AIM:
In the records below, find the line containing "Shelf-audit ticket. Put a marker on every instance of the low"; give it again exactly, along with every line that follows, and nothing else.

Collected data entries:
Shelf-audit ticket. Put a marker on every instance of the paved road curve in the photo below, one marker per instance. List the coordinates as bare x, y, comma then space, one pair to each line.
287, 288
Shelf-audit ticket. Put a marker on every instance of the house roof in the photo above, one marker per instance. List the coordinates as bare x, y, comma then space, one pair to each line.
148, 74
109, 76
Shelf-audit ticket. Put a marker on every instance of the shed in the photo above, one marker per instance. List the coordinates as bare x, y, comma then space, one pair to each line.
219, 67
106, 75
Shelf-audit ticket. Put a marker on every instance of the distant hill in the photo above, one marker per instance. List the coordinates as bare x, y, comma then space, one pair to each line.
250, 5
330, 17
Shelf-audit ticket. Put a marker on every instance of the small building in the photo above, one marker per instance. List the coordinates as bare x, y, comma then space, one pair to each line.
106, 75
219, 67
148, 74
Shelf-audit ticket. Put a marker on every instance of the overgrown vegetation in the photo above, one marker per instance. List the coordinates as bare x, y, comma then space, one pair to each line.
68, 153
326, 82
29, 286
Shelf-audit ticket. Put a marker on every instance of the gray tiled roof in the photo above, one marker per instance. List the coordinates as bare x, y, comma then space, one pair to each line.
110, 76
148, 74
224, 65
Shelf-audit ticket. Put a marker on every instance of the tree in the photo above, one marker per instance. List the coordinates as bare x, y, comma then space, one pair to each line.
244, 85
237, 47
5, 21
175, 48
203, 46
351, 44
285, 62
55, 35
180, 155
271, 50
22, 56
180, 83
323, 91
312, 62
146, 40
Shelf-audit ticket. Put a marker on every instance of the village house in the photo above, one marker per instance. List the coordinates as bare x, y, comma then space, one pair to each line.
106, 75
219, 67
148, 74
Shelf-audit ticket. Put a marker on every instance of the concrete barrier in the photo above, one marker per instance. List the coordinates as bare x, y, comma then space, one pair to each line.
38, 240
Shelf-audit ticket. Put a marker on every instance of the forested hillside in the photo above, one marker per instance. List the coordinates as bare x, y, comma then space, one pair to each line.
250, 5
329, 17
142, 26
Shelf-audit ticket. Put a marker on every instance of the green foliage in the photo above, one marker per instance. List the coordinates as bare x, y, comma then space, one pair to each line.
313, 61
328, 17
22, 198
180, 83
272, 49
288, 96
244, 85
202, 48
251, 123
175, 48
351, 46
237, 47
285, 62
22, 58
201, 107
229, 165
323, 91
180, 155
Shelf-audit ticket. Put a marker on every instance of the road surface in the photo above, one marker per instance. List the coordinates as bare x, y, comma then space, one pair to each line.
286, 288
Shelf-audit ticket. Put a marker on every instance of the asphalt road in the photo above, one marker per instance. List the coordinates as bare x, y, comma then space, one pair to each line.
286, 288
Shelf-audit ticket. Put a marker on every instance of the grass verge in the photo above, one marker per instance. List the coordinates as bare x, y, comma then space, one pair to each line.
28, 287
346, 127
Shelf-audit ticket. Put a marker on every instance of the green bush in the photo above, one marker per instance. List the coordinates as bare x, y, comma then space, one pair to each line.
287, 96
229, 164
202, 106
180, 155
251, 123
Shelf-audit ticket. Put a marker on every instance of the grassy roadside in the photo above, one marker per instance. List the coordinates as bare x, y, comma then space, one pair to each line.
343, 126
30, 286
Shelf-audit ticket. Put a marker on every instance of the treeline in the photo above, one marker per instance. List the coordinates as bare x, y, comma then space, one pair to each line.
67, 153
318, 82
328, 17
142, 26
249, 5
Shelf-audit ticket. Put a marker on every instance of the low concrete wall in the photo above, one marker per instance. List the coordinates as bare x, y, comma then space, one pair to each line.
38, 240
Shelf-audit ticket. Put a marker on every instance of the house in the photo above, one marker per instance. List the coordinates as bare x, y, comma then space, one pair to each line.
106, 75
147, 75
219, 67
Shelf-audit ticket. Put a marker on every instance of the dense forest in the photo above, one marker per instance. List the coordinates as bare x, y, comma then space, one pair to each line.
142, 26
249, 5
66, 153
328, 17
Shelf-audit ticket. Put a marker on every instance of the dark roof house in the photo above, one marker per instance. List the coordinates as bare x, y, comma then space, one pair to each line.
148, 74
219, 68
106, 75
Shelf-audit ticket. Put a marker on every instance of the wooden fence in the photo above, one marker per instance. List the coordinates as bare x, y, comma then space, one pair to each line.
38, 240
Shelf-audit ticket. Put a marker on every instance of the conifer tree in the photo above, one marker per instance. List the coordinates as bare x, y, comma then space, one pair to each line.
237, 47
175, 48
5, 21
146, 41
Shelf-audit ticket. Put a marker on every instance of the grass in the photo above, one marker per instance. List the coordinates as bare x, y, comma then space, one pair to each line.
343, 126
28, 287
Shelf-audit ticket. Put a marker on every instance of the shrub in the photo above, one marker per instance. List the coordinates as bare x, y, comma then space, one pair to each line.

PROBLEM SOLUTION:
Shelf-audit ticket. Put a marker on every instance of the low concrete wall in the photo above, one marker per instance. List the coordinates as bare x, y, comma then space, one pair to each line.
38, 240
Shelf-audit ticket. Put a marker on every instance of the house in the photo above, one marker per instance. List the coordinates as bare x, y, comma then space, one pair to each line.
106, 75
147, 75
219, 67
Shelf-audit ticket. Put a marker on every instance of the dense forest in the photo above, one marker per instance. List the coordinates as bare x, y, comma then space, one pair to each line.
142, 26
249, 5
66, 153
328, 17
Shelf-audit ticket. Put a marker on every instance of the dark roof house in the photo above, one marker per instance. List the coordinates as bare x, y, comma then space, one pair to each line.
148, 74
219, 68
106, 75
Shelf-audit ticket. Put a marker on every instance of the wooden fence in the photo above, one marker per instance. List the coordinates as bare x, y, comma then space, one pair to each line.
38, 240
Shelf-audit ticket. Put a marker on every instance of the conifer tree in the photo above, one marker per instance. List the coordinates as bare x, y, comma then space, one pair to each line.
237, 47
175, 48
5, 21
146, 41
Shelf-audit ticket. Put a marker on every instance of the grass in the photo above, one marker per instance. List the coordinates as bare x, y, comma then space, one pair to each line.
343, 126
28, 287
Shelf-audit ticket. Put a marker on every instance of the shrub in the photo above, one marker per instance. List the coordinates as bare x, y, comma then space, one pair to each line.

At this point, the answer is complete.